--- Problem ---
Write out every entry exactly as it appears, omitting the pictures.

Referring expression pointing data:
+===+

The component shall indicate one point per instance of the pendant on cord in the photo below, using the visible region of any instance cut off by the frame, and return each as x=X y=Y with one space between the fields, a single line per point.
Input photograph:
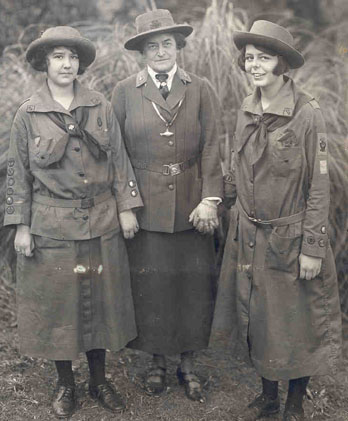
x=167 y=133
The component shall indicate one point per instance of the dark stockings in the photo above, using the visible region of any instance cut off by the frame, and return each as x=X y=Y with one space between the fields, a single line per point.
x=65 y=373
x=270 y=388
x=96 y=363
x=296 y=392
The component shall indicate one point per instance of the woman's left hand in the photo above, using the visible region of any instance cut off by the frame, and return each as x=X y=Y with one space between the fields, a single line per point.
x=129 y=223
x=309 y=266
x=204 y=217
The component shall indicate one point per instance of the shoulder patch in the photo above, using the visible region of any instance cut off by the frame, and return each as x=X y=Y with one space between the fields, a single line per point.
x=314 y=104
x=23 y=102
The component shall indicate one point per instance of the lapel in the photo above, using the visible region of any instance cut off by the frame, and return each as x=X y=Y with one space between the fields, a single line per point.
x=150 y=90
x=176 y=93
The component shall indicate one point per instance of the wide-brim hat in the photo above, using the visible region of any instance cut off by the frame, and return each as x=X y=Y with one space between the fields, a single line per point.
x=64 y=36
x=155 y=22
x=272 y=36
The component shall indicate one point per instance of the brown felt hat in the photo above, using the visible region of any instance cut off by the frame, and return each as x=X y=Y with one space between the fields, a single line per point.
x=270 y=35
x=155 y=22
x=64 y=36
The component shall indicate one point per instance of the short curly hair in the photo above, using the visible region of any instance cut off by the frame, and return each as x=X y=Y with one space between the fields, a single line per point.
x=180 y=41
x=281 y=67
x=39 y=58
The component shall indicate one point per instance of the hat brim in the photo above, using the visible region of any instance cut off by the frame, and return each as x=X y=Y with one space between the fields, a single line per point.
x=84 y=47
x=292 y=56
x=135 y=43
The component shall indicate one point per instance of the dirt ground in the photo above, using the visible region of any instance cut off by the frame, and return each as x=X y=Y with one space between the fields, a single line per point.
x=26 y=386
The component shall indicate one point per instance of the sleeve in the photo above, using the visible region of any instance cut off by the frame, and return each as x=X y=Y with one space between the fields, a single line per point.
x=118 y=102
x=210 y=152
x=315 y=239
x=19 y=178
x=125 y=185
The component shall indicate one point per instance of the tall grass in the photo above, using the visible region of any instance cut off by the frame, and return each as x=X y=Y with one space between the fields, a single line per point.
x=210 y=52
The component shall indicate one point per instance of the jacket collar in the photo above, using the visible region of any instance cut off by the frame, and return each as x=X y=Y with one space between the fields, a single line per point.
x=283 y=104
x=43 y=102
x=143 y=75
x=152 y=93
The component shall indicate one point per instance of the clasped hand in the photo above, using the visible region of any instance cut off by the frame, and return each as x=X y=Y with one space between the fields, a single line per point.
x=129 y=223
x=204 y=217
x=24 y=242
x=309 y=266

+===+

--- Your response ---
The component shall indicate one point per instance of the pendant on cord in the photo below, using the visible region of any instance cut off by the frame, and return each as x=X y=Y with one space between the fields, a single line per point.
Input photograph:
x=167 y=133
The component shall indicate one point per instance of the dark stockings in the photo above, using the visible region of any instance cut off by the frame, and return each as x=X y=Y with one space between the fields, a single line per point.
x=65 y=373
x=270 y=388
x=96 y=363
x=296 y=392
The component shall indicate one point per instance of the woman's left hand in the photo above, using the visible region of any instance cut off by the frame, and return each as x=X y=Y with one space between the fields, a single line per point.
x=129 y=223
x=309 y=266
x=204 y=217
The component shall indicate one point per instance of the shoulder patch in the photo above, using the visible region of any instance cut off by the frame, and return each as x=X y=Y with one space between the fields, a single line per point.
x=314 y=104
x=23 y=102
The component shall indicate one point per instance of the lapel in the photo above, using the visible region of any instance cut off by the frame, and return each as x=X y=Y with one space between the fields, a single line per point.
x=150 y=90
x=176 y=93
The component shall indicate one point per instance of the wide-brim hat in the photo above, using the visible region of any instance cut off by the frame, and return each as x=X y=Y with one space between the fields, a single line per point.
x=64 y=36
x=155 y=22
x=272 y=36
The component shall indicate one point per instance of the brown felt hat in the photo above, using the visible region of any instance cut off by the frame, and return each as x=X y=Y with one space between the fields, a single line per point.
x=270 y=35
x=155 y=22
x=64 y=36
The component shall indicate one point per instance of the short curly hair in the photo above, using the visible region of any instance cut off by the frame, and return each as x=X y=Y with one space between the fields, a single line per point.
x=180 y=41
x=281 y=67
x=39 y=58
The component shall indicate one point per instance of the hat brim in the photo above, using the visible region of any instance cut off by the frame, and return each as x=X y=Y with one space between the fields, a single line per point.
x=84 y=47
x=292 y=56
x=135 y=43
The component shall indicate one point per instance of the dirt ground in the photo above, using the visible region of any instance cut off by the frame, and return each as x=X y=Y with one space between the fields, a single line per point.
x=26 y=386
The component shall indicate one point per instance of the sleeve in the photo above, using the visible region of any instance cut off by the frame, and return each as x=X y=Y with one space between the fields, a single line per point.
x=118 y=102
x=210 y=152
x=315 y=239
x=19 y=178
x=125 y=185
The component shall indicate one point per instance of the tall grass in the photo above, using the visible region of any instance cut off by the frame, and return each as x=X y=Y with one space between the fields, a single line per point.
x=210 y=52
The component shall indicate one point per instance of the jacket collar in the photo above, using the visible region of any instance cut off by the frame, and return each as x=X y=Y with one space between the fields, a single line per point.
x=283 y=104
x=43 y=102
x=143 y=75
x=152 y=93
The component shall indicate one point per instance of the clasped hand in the photo above, using the visible region of any instance cut off by the frame, and return each as x=X y=Y with one space between the fields, a single line per point.
x=129 y=223
x=204 y=217
x=24 y=242
x=309 y=266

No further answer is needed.